• **Directions for this task**
Find each line in the entries below that contains the string "sign", matching case exactly, and copy those lines.

(Bounding box annotation entries)
▼
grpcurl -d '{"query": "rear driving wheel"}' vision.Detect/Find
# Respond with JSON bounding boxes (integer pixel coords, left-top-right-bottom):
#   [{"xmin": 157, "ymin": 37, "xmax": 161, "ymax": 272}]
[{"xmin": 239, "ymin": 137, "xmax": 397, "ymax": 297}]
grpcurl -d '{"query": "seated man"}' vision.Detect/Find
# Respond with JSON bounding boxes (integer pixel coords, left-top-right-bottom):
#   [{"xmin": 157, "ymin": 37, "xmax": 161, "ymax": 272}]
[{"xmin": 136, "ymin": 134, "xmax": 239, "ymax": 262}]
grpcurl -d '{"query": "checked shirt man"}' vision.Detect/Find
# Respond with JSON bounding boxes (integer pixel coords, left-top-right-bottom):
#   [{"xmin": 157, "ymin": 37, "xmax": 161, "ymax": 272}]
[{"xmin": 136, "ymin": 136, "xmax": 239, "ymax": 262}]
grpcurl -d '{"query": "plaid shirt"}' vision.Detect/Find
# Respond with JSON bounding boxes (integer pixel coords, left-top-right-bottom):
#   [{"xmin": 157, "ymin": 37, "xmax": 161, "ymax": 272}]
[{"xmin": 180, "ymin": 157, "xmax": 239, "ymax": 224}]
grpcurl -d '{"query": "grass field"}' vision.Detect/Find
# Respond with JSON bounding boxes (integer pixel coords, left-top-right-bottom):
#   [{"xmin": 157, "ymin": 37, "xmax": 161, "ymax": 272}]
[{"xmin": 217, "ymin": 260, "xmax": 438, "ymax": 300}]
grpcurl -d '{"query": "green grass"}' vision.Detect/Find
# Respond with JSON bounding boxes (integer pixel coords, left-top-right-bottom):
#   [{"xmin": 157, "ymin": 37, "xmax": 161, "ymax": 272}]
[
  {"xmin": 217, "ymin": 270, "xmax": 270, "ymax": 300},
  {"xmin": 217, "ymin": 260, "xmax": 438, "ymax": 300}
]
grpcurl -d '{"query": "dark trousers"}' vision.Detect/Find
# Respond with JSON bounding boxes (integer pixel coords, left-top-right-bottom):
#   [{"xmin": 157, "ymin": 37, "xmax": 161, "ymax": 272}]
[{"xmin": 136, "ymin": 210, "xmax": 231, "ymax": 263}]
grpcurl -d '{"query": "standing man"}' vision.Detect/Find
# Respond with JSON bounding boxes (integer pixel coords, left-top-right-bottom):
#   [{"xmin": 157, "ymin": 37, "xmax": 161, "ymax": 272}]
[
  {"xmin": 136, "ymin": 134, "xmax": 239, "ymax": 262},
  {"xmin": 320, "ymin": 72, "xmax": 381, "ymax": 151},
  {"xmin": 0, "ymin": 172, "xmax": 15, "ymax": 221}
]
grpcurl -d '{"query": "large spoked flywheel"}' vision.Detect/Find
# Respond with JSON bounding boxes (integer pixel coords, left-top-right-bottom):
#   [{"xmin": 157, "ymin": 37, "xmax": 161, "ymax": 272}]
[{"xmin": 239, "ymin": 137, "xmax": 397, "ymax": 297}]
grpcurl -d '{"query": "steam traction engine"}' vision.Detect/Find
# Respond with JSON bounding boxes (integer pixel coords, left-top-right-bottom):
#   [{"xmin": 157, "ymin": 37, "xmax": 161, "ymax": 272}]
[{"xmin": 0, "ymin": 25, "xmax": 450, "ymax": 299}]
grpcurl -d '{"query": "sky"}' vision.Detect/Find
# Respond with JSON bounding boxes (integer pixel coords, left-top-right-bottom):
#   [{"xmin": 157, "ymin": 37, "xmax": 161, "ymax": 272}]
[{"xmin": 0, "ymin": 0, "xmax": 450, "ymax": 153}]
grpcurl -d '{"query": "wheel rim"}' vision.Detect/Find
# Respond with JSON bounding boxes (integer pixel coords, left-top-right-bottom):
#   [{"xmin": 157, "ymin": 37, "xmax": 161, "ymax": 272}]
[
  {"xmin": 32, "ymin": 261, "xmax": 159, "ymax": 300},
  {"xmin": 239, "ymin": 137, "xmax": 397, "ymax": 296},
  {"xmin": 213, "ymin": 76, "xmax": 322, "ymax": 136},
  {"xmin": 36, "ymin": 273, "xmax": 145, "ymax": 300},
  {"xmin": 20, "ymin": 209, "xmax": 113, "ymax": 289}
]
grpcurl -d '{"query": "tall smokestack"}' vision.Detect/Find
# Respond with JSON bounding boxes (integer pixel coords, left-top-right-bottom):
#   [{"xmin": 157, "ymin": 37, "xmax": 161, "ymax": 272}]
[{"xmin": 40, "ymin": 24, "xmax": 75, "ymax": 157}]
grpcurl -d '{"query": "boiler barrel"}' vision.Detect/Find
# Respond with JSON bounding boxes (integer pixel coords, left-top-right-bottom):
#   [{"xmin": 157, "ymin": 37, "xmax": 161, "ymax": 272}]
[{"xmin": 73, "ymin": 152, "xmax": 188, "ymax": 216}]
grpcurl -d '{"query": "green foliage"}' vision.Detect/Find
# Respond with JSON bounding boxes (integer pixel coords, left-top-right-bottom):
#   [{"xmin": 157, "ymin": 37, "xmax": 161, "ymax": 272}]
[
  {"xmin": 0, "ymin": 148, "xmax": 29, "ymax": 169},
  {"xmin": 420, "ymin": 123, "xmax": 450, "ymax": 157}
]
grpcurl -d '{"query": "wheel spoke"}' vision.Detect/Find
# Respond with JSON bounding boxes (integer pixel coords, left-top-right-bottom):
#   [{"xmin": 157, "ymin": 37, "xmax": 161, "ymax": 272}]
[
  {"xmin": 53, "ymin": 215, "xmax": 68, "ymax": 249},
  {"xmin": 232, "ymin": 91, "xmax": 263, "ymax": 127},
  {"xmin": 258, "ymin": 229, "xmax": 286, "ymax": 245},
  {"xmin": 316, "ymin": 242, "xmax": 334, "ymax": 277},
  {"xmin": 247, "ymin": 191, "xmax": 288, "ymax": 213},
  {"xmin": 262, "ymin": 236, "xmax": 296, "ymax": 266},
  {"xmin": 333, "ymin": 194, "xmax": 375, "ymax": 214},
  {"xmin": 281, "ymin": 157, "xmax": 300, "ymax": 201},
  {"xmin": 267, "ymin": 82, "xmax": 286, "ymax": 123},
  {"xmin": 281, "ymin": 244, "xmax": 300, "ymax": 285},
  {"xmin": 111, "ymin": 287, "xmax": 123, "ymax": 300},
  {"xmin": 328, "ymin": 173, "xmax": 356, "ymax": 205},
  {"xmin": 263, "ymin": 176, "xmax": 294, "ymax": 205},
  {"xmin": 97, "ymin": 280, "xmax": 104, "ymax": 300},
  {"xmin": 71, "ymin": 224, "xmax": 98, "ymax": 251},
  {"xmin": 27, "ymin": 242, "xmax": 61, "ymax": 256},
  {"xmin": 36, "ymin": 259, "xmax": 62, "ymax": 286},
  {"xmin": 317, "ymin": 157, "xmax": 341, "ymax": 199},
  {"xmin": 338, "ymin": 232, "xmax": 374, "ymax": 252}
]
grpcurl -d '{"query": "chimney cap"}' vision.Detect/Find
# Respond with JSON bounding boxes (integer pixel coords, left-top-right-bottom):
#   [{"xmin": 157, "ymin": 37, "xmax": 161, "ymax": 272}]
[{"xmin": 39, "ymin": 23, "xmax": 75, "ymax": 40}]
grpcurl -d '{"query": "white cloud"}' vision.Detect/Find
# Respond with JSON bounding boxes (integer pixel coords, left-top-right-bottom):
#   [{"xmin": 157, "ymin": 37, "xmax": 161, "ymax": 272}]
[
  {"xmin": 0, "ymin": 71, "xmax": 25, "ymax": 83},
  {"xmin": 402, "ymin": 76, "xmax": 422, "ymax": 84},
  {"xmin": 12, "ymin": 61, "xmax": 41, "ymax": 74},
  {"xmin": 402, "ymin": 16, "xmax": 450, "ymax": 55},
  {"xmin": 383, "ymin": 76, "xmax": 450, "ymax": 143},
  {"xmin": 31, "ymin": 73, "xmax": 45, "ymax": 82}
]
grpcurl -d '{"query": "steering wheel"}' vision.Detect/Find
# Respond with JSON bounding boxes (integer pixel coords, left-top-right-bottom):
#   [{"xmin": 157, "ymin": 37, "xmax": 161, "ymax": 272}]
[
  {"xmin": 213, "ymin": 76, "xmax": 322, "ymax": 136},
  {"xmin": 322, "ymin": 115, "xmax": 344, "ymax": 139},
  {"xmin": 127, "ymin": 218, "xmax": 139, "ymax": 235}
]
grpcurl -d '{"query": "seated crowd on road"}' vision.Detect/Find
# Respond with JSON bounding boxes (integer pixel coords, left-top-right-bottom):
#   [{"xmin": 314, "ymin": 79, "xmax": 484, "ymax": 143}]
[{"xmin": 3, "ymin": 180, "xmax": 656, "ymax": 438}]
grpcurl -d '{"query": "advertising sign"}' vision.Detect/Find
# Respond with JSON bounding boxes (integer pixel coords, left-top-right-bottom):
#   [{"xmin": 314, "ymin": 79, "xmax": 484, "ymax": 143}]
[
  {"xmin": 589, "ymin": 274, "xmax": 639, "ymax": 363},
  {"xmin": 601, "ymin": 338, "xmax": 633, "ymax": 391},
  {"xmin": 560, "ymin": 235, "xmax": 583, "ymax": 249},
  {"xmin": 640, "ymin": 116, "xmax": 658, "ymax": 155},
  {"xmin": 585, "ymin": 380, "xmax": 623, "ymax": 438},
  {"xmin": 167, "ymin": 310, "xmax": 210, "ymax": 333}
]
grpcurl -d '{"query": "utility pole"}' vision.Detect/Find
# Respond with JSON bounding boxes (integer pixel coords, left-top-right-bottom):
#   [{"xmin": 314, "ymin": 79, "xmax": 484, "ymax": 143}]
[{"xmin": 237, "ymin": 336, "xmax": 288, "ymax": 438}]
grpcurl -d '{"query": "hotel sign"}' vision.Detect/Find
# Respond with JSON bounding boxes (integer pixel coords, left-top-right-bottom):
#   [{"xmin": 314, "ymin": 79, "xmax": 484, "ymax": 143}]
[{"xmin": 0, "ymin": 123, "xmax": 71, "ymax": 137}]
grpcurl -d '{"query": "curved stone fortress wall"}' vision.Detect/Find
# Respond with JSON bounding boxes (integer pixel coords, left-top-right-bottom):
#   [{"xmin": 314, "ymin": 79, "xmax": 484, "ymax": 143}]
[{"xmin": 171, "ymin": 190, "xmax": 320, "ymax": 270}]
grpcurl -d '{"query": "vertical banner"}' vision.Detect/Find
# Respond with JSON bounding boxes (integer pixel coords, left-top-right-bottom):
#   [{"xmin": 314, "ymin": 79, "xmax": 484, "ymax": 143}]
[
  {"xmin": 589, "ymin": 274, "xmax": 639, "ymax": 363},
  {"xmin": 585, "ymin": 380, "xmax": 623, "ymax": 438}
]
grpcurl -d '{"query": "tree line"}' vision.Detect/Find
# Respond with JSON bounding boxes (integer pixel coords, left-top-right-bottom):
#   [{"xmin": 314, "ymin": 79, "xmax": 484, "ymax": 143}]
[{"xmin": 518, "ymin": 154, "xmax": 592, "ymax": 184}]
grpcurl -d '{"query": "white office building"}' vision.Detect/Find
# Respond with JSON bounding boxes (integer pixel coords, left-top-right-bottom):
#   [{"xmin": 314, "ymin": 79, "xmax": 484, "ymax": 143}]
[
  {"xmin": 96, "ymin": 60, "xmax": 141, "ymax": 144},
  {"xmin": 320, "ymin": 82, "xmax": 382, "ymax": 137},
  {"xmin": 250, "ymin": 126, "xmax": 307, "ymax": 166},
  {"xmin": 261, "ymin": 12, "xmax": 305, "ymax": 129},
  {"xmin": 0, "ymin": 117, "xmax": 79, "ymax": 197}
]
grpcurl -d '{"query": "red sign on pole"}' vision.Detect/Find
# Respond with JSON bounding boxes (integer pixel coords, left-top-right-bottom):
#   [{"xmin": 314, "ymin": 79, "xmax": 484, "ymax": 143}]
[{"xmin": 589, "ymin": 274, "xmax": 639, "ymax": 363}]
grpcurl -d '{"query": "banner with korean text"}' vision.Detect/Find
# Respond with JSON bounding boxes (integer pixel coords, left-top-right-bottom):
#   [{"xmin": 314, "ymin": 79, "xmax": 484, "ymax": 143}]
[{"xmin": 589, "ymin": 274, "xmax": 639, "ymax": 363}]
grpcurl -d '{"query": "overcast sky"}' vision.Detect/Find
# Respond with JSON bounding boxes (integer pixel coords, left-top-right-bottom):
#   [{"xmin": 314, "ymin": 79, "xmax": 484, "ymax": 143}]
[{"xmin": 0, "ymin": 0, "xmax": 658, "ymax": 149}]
▲
• **Response**
grpcurl -d '{"query": "advertising sign"}' vision.Detect/Find
grpcurl -d '{"query": "hotel sign"}' vision.Detect/Find
grpcurl -d '{"query": "red sign on pole"}' vision.Detect/Find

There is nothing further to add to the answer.